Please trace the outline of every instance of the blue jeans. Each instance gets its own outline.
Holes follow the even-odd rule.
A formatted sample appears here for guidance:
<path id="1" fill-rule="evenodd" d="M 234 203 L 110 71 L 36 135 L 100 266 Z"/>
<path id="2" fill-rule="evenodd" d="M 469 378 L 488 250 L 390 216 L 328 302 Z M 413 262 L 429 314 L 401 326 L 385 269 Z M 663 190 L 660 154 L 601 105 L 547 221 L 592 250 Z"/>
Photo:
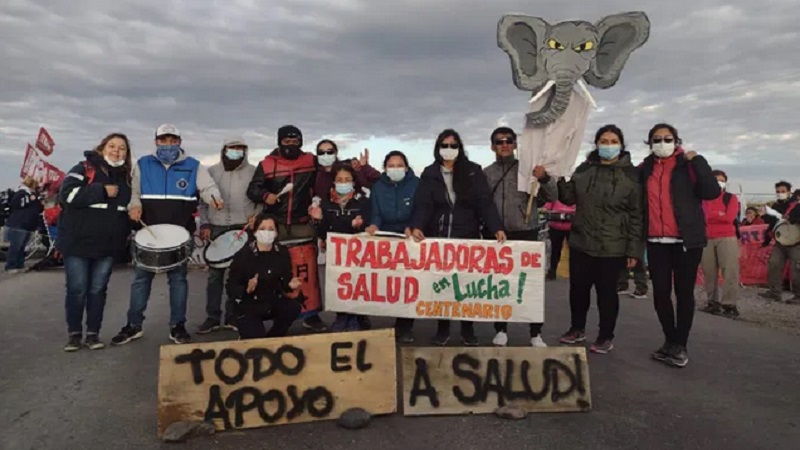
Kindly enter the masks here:
<path id="1" fill-rule="evenodd" d="M 25 246 L 31 238 L 31 232 L 19 228 L 5 227 L 4 239 L 8 241 L 6 270 L 25 268 Z"/>
<path id="2" fill-rule="evenodd" d="M 156 274 L 138 267 L 134 268 L 131 285 L 131 303 L 128 308 L 128 325 L 141 327 L 144 323 L 144 311 L 150 299 L 150 286 Z M 169 326 L 174 327 L 186 322 L 186 300 L 189 287 L 186 282 L 186 264 L 167 272 L 169 280 Z"/>
<path id="3" fill-rule="evenodd" d="M 83 311 L 86 311 L 86 332 L 100 333 L 106 307 L 106 289 L 111 278 L 114 258 L 100 259 L 67 256 L 64 273 L 67 276 L 67 332 L 83 333 Z"/>

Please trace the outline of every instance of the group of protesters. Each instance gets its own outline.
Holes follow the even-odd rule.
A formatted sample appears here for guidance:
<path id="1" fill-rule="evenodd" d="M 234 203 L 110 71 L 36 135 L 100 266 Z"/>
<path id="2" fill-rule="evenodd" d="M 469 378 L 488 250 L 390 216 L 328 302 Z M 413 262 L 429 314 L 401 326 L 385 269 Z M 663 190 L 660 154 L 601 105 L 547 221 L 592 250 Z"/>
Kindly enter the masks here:
<path id="1" fill-rule="evenodd" d="M 599 330 L 590 350 L 604 354 L 614 348 L 619 295 L 627 289 L 631 271 L 636 280 L 634 297 L 647 296 L 646 272 L 652 280 L 664 334 L 664 344 L 652 354 L 655 360 L 675 367 L 688 363 L 694 285 L 701 262 L 704 270 L 721 270 L 726 279 L 719 296 L 716 283 L 707 288 L 708 312 L 738 315 L 734 289 L 738 260 L 732 256 L 738 200 L 725 191 L 726 175 L 712 171 L 702 156 L 684 150 L 671 125 L 652 127 L 645 140 L 651 154 L 640 164 L 634 164 L 626 150 L 622 130 L 606 125 L 597 131 L 593 151 L 569 179 L 536 166 L 532 176 L 540 188 L 534 194 L 534 213 L 530 207 L 526 210 L 530 199 L 518 186 L 517 135 L 507 127 L 491 133 L 496 161 L 485 169 L 469 160 L 456 131 L 444 130 L 436 138 L 433 162 L 419 176 L 400 151 L 389 152 L 379 171 L 369 165 L 366 150 L 360 158 L 340 159 L 336 143 L 325 139 L 312 154 L 303 151 L 297 127 L 281 127 L 277 134 L 277 148 L 257 166 L 248 161 L 245 140 L 230 137 L 220 149 L 219 163 L 206 169 L 187 154 L 180 131 L 170 124 L 158 127 L 153 153 L 136 162 L 131 160 L 128 138 L 120 133 L 106 136 L 85 152 L 59 190 L 63 211 L 57 246 L 66 272 L 66 351 L 83 345 L 104 347 L 99 333 L 108 281 L 115 256 L 130 245 L 132 230 L 171 224 L 194 233 L 198 207 L 202 239 L 214 240 L 241 229 L 249 235 L 228 269 L 208 271 L 207 317 L 197 328 L 201 334 L 229 328 L 248 339 L 288 332 L 300 317 L 302 304 L 286 296 L 304 281 L 292 270 L 282 242 L 313 239 L 324 252 L 330 232 L 393 232 L 417 242 L 426 238 L 536 241 L 544 236 L 540 221 L 531 217 L 539 208 L 546 211 L 552 240 L 548 280 L 556 277 L 565 240 L 570 251 L 571 324 L 561 343 L 586 341 L 594 288 Z M 791 188 L 779 185 L 779 195 Z M 789 206 L 795 203 L 788 198 L 779 200 L 765 218 L 797 219 L 800 209 Z M 780 258 L 798 260 L 794 248 L 776 246 L 773 256 L 776 266 Z M 797 264 L 793 267 L 796 270 Z M 320 272 L 324 274 L 324 269 Z M 112 344 L 143 336 L 154 275 L 134 268 L 125 325 Z M 168 270 L 167 278 L 169 338 L 187 343 L 191 336 L 185 326 L 186 263 Z M 324 279 L 319 283 L 324 286 Z M 775 287 L 772 276 L 770 287 Z M 774 297 L 773 293 L 769 295 Z M 273 321 L 269 331 L 266 320 Z M 307 314 L 302 324 L 315 332 L 328 329 L 316 312 Z M 413 319 L 396 320 L 400 342 L 414 342 L 413 325 Z M 450 325 L 449 320 L 439 320 L 432 344 L 448 343 Z M 546 346 L 542 326 L 529 325 L 531 345 Z M 370 327 L 369 317 L 345 313 L 338 313 L 330 325 L 337 332 Z M 507 345 L 508 324 L 494 327 L 492 343 Z M 473 322 L 461 321 L 460 337 L 464 345 L 479 344 Z"/>

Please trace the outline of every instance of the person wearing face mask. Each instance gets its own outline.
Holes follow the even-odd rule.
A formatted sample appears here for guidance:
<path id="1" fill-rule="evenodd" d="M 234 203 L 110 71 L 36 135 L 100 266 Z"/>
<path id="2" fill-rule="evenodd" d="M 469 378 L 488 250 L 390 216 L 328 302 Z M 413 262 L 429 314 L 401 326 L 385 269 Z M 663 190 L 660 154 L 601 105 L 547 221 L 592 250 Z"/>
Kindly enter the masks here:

_EXERCISE BRIEF_
The material above must be set down word for word, with no picture carried over.

_ANSWER TO THIS PROBLEM_
Please trace the outline of every instance of the blue jeans. Each instance gets its own outline.
Holes follow the even-odd rule.
A formatted sample appears here for guidance:
<path id="1" fill-rule="evenodd" d="M 234 203 L 110 71 L 36 135 L 100 266 Z"/>
<path id="2" fill-rule="evenodd" d="M 469 378 L 488 250 L 390 216 L 328 302 Z M 413 262 L 429 314 L 401 326 L 385 269 Z M 663 190 L 660 154 L 601 105 L 547 221 L 592 250 Z"/>
Photo:
Kindly enter the masks here:
<path id="1" fill-rule="evenodd" d="M 25 246 L 31 238 L 31 232 L 19 228 L 5 227 L 4 239 L 8 241 L 6 270 L 25 268 Z"/>
<path id="2" fill-rule="evenodd" d="M 156 274 L 138 267 L 134 268 L 131 285 L 131 303 L 128 308 L 128 325 L 141 327 L 144 323 L 144 311 L 150 299 L 150 286 Z M 169 326 L 174 327 L 186 322 L 186 300 L 189 287 L 186 282 L 186 264 L 167 272 L 169 280 Z"/>
<path id="3" fill-rule="evenodd" d="M 83 311 L 86 311 L 86 332 L 100 333 L 106 307 L 106 289 L 111 278 L 114 258 L 100 259 L 67 256 L 64 273 L 67 276 L 67 332 L 83 333 Z"/>

Please trace the outline of every instance of the group of protesters. Each instance gets its own outline.
Holes follow the even-odd rule.
A formatted sample appears here for guidance:
<path id="1" fill-rule="evenodd" d="M 234 203 L 110 71 L 36 135 L 100 266 Z"/>
<path id="2" fill-rule="evenodd" d="M 469 378 L 488 250 L 390 216 L 328 302 Z M 413 262 L 429 314 L 401 326 L 385 269 Z M 663 190 L 660 154 L 601 105 L 547 221 L 592 250 Z"/>
Kindly enter the masks here:
<path id="1" fill-rule="evenodd" d="M 599 330 L 590 350 L 604 354 L 614 348 L 619 295 L 627 289 L 631 271 L 636 280 L 634 297 L 647 296 L 646 272 L 652 280 L 664 334 L 664 344 L 652 354 L 655 360 L 675 367 L 688 363 L 694 285 L 701 262 L 704 270 L 721 270 L 726 279 L 719 296 L 716 283 L 707 288 L 708 312 L 738 315 L 734 289 L 738 260 L 732 256 L 738 200 L 725 191 L 726 175 L 712 171 L 702 156 L 684 150 L 671 125 L 652 127 L 645 140 L 651 154 L 640 164 L 634 164 L 626 150 L 622 130 L 606 125 L 597 131 L 593 151 L 569 179 L 536 166 L 532 176 L 540 188 L 534 194 L 534 213 L 530 207 L 526 210 L 530 199 L 518 186 L 517 135 L 507 127 L 491 133 L 496 161 L 485 169 L 469 160 L 456 131 L 444 130 L 436 138 L 433 162 L 419 176 L 400 151 L 389 152 L 379 171 L 369 165 L 366 150 L 360 158 L 340 159 L 336 143 L 325 139 L 312 154 L 303 151 L 297 127 L 281 127 L 277 134 L 277 148 L 257 166 L 248 161 L 245 140 L 230 137 L 220 149 L 219 163 L 206 169 L 187 154 L 180 131 L 170 124 L 158 127 L 153 153 L 136 162 L 131 160 L 128 138 L 120 133 L 106 136 L 85 152 L 59 190 L 63 211 L 57 246 L 66 272 L 66 351 L 83 345 L 104 347 L 99 333 L 108 281 L 115 256 L 130 245 L 132 230 L 171 224 L 194 233 L 198 207 L 202 239 L 214 240 L 241 229 L 249 235 L 228 269 L 208 271 L 207 317 L 197 328 L 201 334 L 229 328 L 248 339 L 288 332 L 300 317 L 302 304 L 286 296 L 304 281 L 292 270 L 282 242 L 313 239 L 324 252 L 330 232 L 393 232 L 417 242 L 426 238 L 536 241 L 544 236 L 540 221 L 531 217 L 539 208 L 546 211 L 552 240 L 548 280 L 556 277 L 565 240 L 570 251 L 571 324 L 561 343 L 586 341 L 594 288 Z M 791 188 L 779 185 L 779 195 Z M 789 206 L 795 203 L 788 198 L 779 200 L 765 218 L 797 219 L 800 209 Z M 780 258 L 798 260 L 794 248 L 776 246 L 773 256 L 776 266 Z M 797 264 L 793 267 L 796 270 Z M 320 272 L 324 274 L 324 269 Z M 112 344 L 143 336 L 154 275 L 134 268 L 125 325 Z M 168 270 L 167 278 L 169 338 L 187 343 L 191 336 L 185 326 L 186 263 Z M 324 279 L 319 283 L 324 286 Z M 775 287 L 772 276 L 770 287 Z M 774 297 L 773 293 L 769 295 Z M 273 321 L 269 331 L 266 320 Z M 307 314 L 302 324 L 315 332 L 328 329 L 316 312 Z M 413 319 L 396 320 L 400 342 L 414 342 L 413 325 Z M 450 325 L 449 320 L 439 320 L 432 344 L 448 343 Z M 546 346 L 542 326 L 529 325 L 531 345 Z M 370 327 L 369 317 L 345 313 L 338 313 L 330 325 L 337 332 Z M 507 345 L 508 324 L 494 327 L 492 343 Z M 473 322 L 461 321 L 460 337 L 464 345 L 479 344 Z"/>

Please trace the outline of every instance of the person wearing face mask. Each instance gets its own outline.
Holes follow the even-odd rule.
A formatted sample appears here for guidance:
<path id="1" fill-rule="evenodd" d="M 234 203 L 110 71 L 36 135 L 100 266 Z"/>
<path id="2" fill-rule="evenodd" d="M 469 378 L 488 250 L 390 216 L 328 302 Z M 413 262 L 429 314 L 401 326 L 385 269 Z M 663 190 L 660 154 L 601 105 L 547 221 L 592 250 Z"/>
Kindly enter the masks here:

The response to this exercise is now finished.